What you have to do: Whichever lines of the entries hold the word "leaf" should be identified and copied.

[Referring expression pointing data]
-*-*-

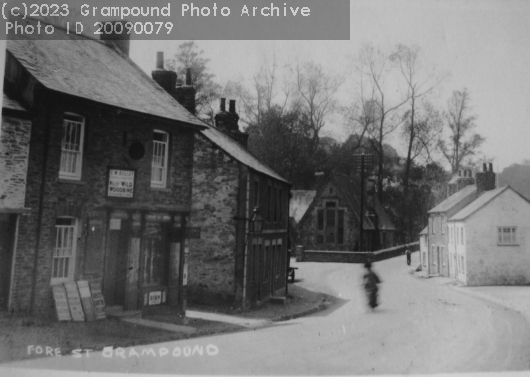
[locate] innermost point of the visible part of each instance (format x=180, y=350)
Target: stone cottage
x=231, y=262
x=109, y=175
x=332, y=220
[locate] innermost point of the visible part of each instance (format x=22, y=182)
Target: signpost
x=362, y=162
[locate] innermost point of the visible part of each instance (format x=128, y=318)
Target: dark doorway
x=8, y=224
x=116, y=267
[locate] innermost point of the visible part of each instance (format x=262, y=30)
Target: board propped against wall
x=86, y=300
x=74, y=302
x=61, y=303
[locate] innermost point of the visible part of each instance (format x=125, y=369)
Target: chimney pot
x=121, y=41
x=160, y=60
x=188, y=76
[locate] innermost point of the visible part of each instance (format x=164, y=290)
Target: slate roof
x=87, y=68
x=348, y=188
x=11, y=103
x=237, y=151
x=454, y=199
x=300, y=202
x=480, y=202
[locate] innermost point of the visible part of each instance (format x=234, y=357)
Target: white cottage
x=489, y=239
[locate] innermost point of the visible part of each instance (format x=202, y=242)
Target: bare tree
x=375, y=70
x=315, y=94
x=207, y=90
x=420, y=82
x=462, y=143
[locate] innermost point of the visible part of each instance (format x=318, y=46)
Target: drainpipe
x=41, y=207
x=244, y=294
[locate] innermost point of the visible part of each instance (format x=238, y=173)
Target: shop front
x=143, y=265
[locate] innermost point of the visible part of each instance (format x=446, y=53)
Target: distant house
x=489, y=239
x=461, y=191
x=332, y=219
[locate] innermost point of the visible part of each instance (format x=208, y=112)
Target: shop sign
x=115, y=224
x=155, y=298
x=121, y=183
x=163, y=217
x=193, y=233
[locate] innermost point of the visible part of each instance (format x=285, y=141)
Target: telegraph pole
x=362, y=162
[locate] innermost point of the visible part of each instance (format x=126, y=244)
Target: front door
x=116, y=264
x=7, y=235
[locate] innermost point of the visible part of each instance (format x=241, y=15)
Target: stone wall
x=356, y=257
x=214, y=204
x=14, y=148
x=108, y=134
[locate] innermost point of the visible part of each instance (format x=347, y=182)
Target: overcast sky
x=485, y=45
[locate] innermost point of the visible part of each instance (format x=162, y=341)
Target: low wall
x=354, y=256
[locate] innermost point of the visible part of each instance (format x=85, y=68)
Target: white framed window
x=72, y=146
x=507, y=235
x=160, y=159
x=63, y=263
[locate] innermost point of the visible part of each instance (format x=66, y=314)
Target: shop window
x=507, y=235
x=154, y=261
x=72, y=147
x=280, y=201
x=256, y=194
x=160, y=159
x=278, y=257
x=63, y=264
x=320, y=226
x=330, y=224
x=266, y=256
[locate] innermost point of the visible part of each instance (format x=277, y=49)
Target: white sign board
x=155, y=298
x=121, y=183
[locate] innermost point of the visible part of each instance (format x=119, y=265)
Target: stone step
x=118, y=312
x=278, y=300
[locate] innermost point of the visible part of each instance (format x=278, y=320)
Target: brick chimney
x=485, y=178
x=166, y=79
x=185, y=94
x=465, y=180
x=228, y=122
x=121, y=41
x=457, y=183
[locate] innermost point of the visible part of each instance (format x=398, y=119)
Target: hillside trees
x=461, y=144
x=188, y=55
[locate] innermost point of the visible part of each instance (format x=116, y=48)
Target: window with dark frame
x=256, y=194
x=159, y=163
x=507, y=235
x=269, y=199
x=72, y=147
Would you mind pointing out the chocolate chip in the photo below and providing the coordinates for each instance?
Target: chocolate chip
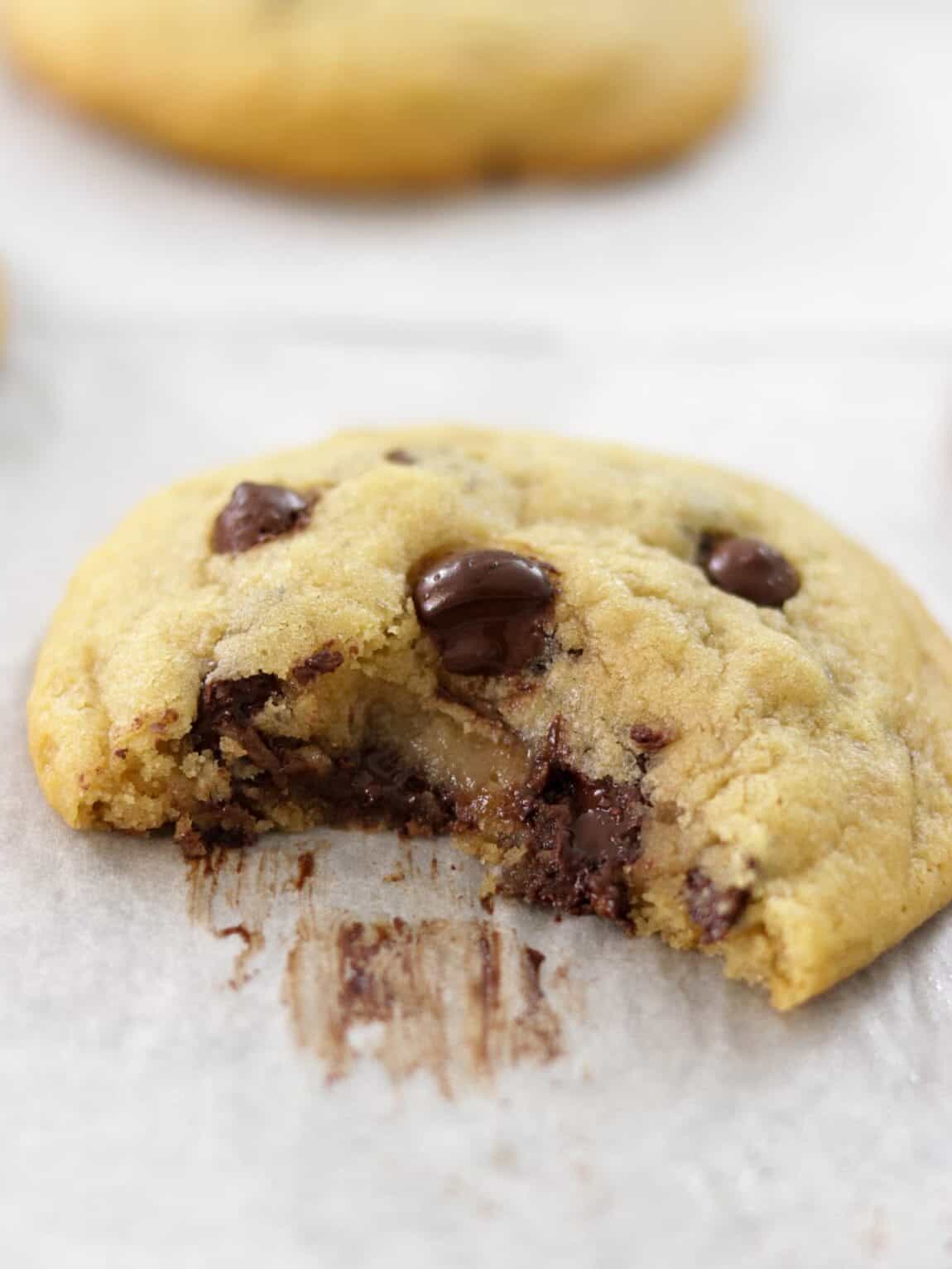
(483, 611)
(716, 910)
(324, 661)
(750, 569)
(238, 699)
(582, 837)
(226, 709)
(257, 514)
(402, 457)
(650, 738)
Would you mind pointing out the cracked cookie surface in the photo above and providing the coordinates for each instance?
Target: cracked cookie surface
(366, 94)
(635, 687)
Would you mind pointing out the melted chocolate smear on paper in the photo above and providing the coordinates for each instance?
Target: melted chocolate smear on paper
(459, 999)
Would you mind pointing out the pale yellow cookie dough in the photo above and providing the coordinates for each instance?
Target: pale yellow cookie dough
(395, 93)
(787, 769)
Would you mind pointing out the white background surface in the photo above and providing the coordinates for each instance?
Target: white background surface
(783, 304)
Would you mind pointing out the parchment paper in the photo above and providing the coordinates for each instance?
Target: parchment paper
(185, 1076)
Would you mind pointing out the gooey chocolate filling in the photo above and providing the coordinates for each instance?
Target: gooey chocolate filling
(574, 837)
(570, 840)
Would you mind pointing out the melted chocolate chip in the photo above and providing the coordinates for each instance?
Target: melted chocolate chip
(583, 835)
(716, 910)
(375, 787)
(324, 661)
(483, 611)
(750, 569)
(402, 457)
(257, 514)
(226, 709)
(228, 826)
(650, 738)
(226, 700)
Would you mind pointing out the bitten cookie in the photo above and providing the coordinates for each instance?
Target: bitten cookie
(378, 93)
(635, 687)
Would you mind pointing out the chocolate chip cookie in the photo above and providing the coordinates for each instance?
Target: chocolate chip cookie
(369, 94)
(635, 687)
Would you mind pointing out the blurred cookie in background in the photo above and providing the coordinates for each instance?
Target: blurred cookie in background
(378, 94)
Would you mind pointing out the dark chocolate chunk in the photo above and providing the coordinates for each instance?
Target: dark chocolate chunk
(716, 910)
(324, 661)
(257, 514)
(750, 569)
(402, 457)
(236, 700)
(650, 738)
(483, 609)
(582, 837)
(226, 709)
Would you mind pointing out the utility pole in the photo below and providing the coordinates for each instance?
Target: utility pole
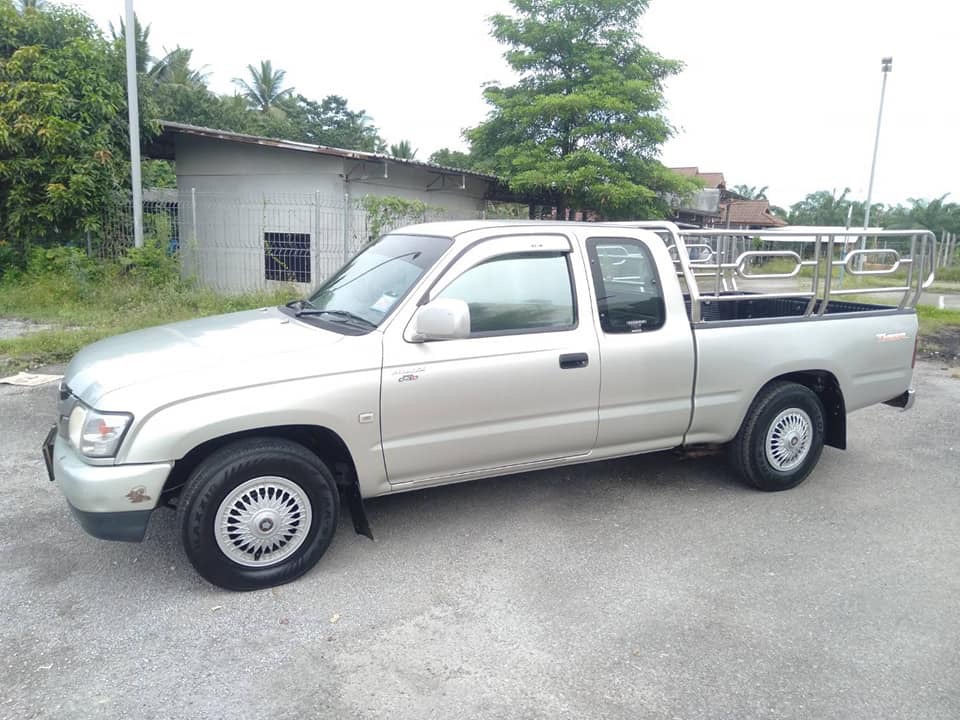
(886, 65)
(134, 116)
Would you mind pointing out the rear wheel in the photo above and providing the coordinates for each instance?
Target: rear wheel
(258, 513)
(781, 438)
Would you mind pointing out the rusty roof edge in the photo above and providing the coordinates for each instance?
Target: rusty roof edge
(229, 135)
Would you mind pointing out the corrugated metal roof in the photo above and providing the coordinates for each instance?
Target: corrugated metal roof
(710, 180)
(229, 136)
(751, 212)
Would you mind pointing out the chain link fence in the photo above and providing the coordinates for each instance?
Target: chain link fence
(240, 243)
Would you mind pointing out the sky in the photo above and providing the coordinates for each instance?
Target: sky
(777, 93)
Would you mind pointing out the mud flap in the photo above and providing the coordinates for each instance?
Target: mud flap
(350, 493)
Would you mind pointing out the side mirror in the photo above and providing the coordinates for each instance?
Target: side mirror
(443, 319)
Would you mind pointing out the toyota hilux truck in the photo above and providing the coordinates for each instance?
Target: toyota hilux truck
(457, 351)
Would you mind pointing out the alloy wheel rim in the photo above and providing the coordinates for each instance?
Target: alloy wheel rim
(788, 439)
(263, 521)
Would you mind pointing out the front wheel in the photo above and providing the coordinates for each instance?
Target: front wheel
(781, 438)
(258, 513)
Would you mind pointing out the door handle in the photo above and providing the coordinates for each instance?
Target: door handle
(569, 361)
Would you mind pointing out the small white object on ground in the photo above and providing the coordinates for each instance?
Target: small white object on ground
(29, 379)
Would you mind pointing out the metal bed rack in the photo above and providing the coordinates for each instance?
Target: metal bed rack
(720, 260)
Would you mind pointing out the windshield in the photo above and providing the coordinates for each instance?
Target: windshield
(369, 286)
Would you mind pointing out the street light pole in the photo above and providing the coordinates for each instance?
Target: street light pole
(886, 65)
(134, 118)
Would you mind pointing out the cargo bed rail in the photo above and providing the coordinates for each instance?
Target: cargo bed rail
(717, 264)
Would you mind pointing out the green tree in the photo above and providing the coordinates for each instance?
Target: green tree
(141, 42)
(750, 192)
(331, 122)
(584, 124)
(403, 150)
(264, 90)
(826, 207)
(62, 125)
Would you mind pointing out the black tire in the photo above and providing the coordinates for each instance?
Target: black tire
(266, 472)
(790, 407)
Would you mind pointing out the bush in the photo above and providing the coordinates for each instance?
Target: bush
(151, 263)
(63, 261)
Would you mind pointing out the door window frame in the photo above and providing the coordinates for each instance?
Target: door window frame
(596, 275)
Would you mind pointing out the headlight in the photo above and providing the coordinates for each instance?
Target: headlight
(96, 434)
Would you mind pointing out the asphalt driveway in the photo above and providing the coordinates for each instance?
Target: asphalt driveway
(646, 587)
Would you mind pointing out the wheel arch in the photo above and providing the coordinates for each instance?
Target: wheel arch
(323, 442)
(826, 387)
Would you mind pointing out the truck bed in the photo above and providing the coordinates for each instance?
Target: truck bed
(769, 308)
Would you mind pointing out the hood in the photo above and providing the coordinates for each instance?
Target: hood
(215, 353)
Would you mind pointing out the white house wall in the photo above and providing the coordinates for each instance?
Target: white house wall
(242, 191)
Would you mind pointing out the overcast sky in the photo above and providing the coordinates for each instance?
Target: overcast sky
(781, 93)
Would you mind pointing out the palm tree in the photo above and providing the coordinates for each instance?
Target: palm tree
(403, 150)
(174, 68)
(265, 89)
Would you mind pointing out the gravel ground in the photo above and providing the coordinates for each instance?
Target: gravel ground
(649, 587)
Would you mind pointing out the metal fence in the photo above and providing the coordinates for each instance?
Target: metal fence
(238, 243)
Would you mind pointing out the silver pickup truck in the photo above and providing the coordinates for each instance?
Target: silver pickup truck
(457, 351)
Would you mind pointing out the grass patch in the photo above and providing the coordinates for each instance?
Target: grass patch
(84, 307)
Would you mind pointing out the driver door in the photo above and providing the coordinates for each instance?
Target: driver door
(521, 389)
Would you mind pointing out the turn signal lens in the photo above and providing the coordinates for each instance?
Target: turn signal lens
(102, 433)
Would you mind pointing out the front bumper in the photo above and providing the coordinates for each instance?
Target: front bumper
(904, 400)
(112, 502)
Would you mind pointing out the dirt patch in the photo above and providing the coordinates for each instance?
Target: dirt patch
(942, 346)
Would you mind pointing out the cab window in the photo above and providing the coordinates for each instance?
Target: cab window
(517, 294)
(629, 294)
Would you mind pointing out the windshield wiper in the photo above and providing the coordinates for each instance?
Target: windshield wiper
(345, 315)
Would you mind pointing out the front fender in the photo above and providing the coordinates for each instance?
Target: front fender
(346, 403)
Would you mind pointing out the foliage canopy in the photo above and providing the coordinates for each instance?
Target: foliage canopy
(584, 124)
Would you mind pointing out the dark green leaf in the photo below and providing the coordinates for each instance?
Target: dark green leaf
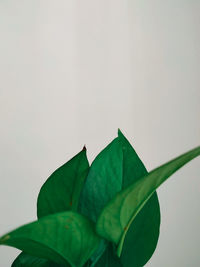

-*-*-

Answer to this problem:
Would you mind pointing out the dark green leaf in the photo below and providing the coordinates for each instance?
Target: dark green leaf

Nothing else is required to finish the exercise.